Selected extract:
Leave the straw man alone: Teach those kids to read

Students don't need to sound out words, letter by letter, teachers were told. They don't need to be taught phonics systematically. If they use "three-cueing" to guess a word that makes sense -- "pony" instead of "horse" -- that's OK.


In Sold a Story, a six-episode podcast, journalist Emily Hanford blames influential authors and their publisher for promoting ideas about how children learn to read that were "proven wrong by cognitive scientists decades ago." As a result, children were harmed and money wasted.


In response, professors, authors and curriculum

developers defended their work in a letter to the Hechinger Report, charging, “it is irresponsible to reduce the teaching of reading to phonics instruction and nothing more.”


That's a "straw man argument," counter more than 650 current and former teachers. Sold a Story suggests "that using evidence-aligned decoding instruction is . . . a necessary (albeit insufficient) step toward equitable access to meaningful, joyful reading," they write. Teachers were misinformed about the research, in effect "sold a story."

. . . the tools and guidance we were given were both insufficient and misleading. We were handed Fountas and Pinnell’s “Literacy Continuum” textbook in our grad school programs; we were given boxed sets of Calkins’ “Units” upon arrival in our first classrooms. And we relied on them, encouraging students to use pictures or first letters to decode words, sending them off for independent reading without us having taught them how. That isn’t because we were “naively inadequate” but because we were taught repeatedly to use these three-cueing based strategies by so-called experts, and because the phonics contained within those boxed sets was anything but systematic.

Nobody thinks teaching systematic phonics is a "silver bullet," the teachers write. But if students can't understand the alphabetic code, they won't became fluent, competent, "joyful" readers.

Given material:
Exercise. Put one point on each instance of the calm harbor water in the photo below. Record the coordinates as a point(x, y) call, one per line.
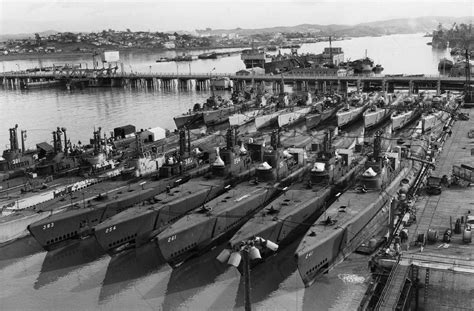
point(81, 277)
point(41, 111)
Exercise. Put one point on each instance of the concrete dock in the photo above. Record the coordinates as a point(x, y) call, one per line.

Short task: Please say whether each statement agrees with the reading article, answering yes or no and quoting the deciding words from it: 1. Sold a Story is a podcast with six episodes. 2. The professors, authors and curriculum developers sent their letter to the teachers. 3. Fewer than 500 teachers called the defense a straw man argument. The lines above have no connection to the reading article.

The completed task:
1. Yes: "a six-episode podcast"
2. No: "in a letter to the Hechinger Report"
3. No: "counter more than 650 current and former teachers"